Coordinate annotation entries
————
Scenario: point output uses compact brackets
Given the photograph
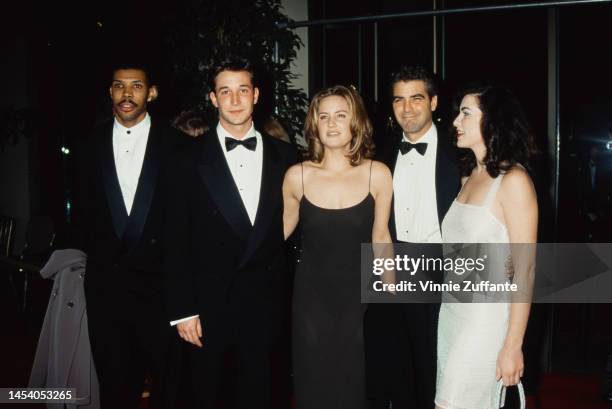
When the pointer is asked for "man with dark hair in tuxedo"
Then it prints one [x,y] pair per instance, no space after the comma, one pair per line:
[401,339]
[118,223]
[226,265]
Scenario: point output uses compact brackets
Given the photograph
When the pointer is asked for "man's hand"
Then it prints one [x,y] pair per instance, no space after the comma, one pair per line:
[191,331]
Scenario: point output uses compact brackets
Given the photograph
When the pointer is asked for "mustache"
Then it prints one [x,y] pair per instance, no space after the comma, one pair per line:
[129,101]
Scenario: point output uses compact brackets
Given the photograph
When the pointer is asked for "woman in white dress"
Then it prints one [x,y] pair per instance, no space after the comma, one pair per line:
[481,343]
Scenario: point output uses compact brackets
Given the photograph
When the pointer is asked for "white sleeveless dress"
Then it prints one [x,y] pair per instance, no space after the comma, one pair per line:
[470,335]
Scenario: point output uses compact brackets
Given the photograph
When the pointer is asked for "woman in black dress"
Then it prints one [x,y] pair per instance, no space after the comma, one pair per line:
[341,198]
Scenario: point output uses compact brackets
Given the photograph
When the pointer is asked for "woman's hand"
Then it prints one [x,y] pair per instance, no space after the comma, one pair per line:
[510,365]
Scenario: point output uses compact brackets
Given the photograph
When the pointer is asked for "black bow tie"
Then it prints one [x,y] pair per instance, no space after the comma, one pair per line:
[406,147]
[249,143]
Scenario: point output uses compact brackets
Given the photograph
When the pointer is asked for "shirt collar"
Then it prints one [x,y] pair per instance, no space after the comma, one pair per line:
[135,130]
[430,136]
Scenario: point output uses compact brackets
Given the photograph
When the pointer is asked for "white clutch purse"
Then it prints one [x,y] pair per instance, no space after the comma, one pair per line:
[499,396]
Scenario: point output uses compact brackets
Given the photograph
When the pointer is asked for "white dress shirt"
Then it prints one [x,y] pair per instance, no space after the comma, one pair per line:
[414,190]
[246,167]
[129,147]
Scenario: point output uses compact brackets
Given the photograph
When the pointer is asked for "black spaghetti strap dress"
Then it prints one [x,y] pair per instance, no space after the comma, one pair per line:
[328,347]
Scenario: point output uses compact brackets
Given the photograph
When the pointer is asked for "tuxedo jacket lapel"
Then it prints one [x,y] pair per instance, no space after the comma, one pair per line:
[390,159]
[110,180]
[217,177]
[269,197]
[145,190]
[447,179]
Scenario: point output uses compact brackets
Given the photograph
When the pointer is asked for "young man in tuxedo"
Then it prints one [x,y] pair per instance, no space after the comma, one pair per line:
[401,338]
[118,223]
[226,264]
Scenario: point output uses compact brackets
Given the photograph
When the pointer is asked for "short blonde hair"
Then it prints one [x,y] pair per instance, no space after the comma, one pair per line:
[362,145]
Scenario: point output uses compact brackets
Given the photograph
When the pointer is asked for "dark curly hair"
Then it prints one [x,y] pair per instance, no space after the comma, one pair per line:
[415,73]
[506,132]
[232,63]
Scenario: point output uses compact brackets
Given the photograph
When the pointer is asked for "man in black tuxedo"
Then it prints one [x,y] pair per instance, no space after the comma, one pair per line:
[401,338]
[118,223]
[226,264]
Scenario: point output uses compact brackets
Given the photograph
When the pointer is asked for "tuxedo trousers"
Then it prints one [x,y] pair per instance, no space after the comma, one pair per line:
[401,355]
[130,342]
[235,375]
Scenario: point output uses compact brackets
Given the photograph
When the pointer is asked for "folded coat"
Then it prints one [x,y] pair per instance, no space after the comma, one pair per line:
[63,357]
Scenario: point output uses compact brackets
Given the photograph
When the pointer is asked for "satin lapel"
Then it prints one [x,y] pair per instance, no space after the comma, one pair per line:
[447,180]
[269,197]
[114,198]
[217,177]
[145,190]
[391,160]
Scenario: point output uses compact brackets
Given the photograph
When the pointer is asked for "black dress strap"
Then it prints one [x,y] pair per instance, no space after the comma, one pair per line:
————
### GOAL
Return every line of the items that contains the word "woman", matching case exactly.

### CORRECT RESPONSE
When the pointer is asked for "woman in white dress"
When the pointer is asked for "woman in black dress"
When the pointer is asked for "woman's hand"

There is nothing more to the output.